Exercise brief =
Copy each line containing the word "storefront" from the records that follow, please.

Input data =
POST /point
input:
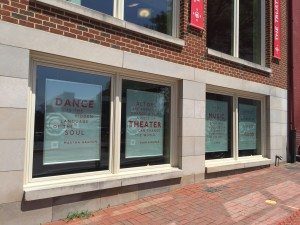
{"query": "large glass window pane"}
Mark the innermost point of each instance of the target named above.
(250, 30)
(72, 115)
(153, 14)
(249, 112)
(145, 128)
(220, 20)
(105, 6)
(218, 126)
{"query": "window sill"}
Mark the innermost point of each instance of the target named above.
(243, 62)
(50, 189)
(112, 20)
(219, 165)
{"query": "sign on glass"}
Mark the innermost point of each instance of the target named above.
(247, 126)
(72, 122)
(144, 124)
(216, 126)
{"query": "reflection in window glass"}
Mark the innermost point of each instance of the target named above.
(250, 30)
(218, 126)
(249, 127)
(72, 122)
(105, 6)
(145, 128)
(153, 14)
(220, 17)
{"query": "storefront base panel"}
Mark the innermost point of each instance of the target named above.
(51, 209)
(233, 172)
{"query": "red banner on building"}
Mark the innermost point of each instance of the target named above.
(197, 14)
(277, 28)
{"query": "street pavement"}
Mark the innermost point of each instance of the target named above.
(265, 196)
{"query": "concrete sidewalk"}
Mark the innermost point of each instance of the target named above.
(236, 199)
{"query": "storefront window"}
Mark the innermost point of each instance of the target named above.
(145, 128)
(220, 25)
(101, 6)
(155, 14)
(72, 122)
(218, 126)
(249, 127)
(228, 136)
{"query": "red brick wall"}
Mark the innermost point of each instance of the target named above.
(35, 15)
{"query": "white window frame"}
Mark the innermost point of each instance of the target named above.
(236, 32)
(235, 95)
(114, 170)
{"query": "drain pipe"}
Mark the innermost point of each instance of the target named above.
(291, 154)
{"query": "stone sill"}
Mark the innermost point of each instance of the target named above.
(62, 4)
(220, 165)
(238, 61)
(50, 189)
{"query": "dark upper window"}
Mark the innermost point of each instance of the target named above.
(153, 14)
(245, 41)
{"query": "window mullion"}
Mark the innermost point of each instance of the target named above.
(236, 29)
(117, 125)
(175, 18)
(263, 33)
(119, 9)
(235, 128)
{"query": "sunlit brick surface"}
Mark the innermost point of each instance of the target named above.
(237, 199)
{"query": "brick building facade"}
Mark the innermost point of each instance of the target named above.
(42, 42)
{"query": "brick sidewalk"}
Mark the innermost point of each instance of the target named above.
(236, 199)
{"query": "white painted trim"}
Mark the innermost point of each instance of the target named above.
(95, 56)
(236, 94)
(50, 189)
(115, 21)
(213, 166)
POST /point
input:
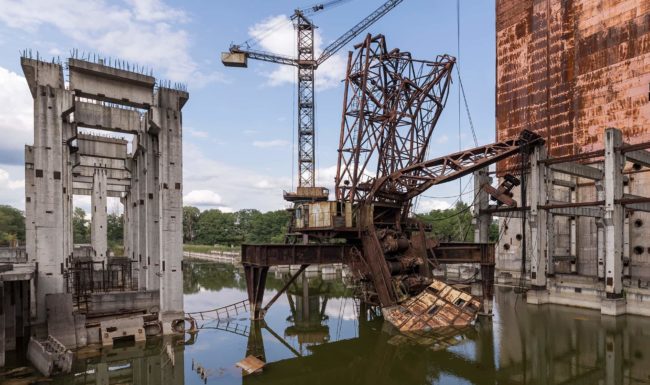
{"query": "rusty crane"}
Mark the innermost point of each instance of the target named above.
(392, 103)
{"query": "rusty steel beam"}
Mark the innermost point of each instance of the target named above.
(465, 252)
(409, 182)
(300, 254)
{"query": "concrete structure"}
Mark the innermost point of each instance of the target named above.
(568, 70)
(67, 160)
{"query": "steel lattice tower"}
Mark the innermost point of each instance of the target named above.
(306, 66)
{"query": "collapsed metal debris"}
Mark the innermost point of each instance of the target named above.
(438, 306)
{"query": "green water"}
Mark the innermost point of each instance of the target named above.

Result =
{"query": "storefront base panel"}
{"query": "storefront window"}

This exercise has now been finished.